- **Task brief**: Which rows below contain the string "thatched"? Find every one and copy each in full.

════════

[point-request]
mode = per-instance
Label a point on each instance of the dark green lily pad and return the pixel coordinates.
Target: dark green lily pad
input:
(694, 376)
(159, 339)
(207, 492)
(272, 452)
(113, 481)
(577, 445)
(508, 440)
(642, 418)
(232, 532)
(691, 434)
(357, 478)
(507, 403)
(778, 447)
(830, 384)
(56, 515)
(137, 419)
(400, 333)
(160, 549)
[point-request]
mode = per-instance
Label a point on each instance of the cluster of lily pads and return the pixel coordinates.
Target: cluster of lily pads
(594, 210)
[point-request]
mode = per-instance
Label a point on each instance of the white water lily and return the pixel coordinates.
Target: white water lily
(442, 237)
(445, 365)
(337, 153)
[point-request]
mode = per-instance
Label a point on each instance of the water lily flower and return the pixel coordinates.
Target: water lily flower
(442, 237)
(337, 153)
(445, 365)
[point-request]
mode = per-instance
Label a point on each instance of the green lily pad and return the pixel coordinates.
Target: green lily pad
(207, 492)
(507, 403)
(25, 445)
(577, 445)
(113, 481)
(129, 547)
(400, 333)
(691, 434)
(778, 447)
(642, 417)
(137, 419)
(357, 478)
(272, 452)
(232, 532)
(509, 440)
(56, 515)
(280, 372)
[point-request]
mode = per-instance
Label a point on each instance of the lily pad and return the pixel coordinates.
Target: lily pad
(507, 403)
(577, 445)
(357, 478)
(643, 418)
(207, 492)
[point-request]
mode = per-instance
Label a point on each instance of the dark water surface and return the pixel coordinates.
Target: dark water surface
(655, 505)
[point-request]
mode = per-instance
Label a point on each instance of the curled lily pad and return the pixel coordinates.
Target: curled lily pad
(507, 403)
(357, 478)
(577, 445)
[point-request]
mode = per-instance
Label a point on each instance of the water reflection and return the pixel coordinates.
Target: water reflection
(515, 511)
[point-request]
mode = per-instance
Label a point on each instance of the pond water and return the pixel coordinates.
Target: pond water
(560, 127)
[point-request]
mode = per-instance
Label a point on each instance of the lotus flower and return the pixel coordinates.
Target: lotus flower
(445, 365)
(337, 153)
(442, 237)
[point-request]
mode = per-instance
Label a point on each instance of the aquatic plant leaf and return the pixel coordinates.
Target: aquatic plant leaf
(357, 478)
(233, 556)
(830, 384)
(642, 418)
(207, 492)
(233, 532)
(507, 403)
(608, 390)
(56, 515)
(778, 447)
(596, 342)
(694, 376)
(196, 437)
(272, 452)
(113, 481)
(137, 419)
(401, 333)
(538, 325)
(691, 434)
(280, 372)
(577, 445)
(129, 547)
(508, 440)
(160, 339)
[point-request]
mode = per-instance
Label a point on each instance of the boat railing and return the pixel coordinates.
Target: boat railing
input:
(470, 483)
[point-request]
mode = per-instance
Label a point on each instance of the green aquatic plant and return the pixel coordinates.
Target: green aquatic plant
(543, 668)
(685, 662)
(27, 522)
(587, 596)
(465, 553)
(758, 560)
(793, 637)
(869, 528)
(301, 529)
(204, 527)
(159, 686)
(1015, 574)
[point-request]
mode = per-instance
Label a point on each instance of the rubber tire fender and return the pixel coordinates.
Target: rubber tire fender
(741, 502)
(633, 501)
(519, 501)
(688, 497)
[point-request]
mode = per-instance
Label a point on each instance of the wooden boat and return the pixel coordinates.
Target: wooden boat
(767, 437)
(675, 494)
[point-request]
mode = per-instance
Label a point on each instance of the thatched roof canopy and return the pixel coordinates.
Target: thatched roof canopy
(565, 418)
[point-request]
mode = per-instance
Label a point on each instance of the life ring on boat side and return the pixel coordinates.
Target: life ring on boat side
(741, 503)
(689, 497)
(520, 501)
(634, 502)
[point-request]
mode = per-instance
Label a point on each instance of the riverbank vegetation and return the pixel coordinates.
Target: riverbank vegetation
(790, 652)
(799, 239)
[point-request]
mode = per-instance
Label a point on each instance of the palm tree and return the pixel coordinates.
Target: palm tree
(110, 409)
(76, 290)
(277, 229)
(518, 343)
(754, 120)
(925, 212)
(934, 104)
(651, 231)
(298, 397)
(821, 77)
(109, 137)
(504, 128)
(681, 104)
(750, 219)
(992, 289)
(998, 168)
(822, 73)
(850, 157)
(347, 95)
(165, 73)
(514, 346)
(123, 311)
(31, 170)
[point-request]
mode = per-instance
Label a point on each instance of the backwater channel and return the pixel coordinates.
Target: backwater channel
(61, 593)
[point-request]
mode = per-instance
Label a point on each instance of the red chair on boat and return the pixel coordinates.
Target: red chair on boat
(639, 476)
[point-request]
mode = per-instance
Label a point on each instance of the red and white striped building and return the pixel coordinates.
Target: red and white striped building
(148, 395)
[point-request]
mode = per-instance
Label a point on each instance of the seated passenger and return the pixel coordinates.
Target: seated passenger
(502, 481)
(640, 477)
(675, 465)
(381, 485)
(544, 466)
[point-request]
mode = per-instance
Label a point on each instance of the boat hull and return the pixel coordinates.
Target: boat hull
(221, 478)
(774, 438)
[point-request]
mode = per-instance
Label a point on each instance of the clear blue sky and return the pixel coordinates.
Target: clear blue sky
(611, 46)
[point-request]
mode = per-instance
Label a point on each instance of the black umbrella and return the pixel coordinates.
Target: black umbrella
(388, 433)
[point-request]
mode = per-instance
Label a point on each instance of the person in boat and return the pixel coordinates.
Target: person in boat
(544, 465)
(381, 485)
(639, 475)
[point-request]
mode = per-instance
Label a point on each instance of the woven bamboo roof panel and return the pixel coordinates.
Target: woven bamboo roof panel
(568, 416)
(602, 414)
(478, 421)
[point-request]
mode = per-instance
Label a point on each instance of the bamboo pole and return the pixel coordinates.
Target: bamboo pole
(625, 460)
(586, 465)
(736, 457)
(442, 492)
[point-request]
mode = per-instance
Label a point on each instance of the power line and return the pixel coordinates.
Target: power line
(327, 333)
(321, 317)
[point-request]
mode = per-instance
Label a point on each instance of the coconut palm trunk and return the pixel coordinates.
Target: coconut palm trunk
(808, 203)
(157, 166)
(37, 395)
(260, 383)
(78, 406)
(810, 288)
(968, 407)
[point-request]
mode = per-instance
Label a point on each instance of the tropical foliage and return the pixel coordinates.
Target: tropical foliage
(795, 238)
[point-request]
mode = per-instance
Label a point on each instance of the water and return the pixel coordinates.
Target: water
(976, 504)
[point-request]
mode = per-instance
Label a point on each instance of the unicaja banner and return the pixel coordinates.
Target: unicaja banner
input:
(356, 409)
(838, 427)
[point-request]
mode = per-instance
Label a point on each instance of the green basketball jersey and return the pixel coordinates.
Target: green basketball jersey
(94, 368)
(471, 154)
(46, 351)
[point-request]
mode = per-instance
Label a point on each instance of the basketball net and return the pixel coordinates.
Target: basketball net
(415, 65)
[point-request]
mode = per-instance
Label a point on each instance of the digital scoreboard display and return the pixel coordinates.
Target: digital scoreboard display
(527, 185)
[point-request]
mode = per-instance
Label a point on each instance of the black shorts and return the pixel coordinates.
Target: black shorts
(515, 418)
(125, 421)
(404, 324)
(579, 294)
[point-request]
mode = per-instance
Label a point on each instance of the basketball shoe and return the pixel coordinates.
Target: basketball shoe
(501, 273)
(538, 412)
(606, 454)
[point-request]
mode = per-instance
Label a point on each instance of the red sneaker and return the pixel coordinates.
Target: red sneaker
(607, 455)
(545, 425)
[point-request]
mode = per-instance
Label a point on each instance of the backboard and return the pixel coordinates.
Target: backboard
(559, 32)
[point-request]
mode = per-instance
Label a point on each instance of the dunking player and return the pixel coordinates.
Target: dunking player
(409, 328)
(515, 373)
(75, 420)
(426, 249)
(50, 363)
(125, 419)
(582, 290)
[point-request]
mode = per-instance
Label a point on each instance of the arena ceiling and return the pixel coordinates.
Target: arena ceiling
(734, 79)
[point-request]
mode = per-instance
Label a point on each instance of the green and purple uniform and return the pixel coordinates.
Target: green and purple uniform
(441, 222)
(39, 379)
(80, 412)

════════

- **Final answer**:
Label a point on each instance of the thatched roof canopy and return the pixel coordinates.
Target: thatched roof canopy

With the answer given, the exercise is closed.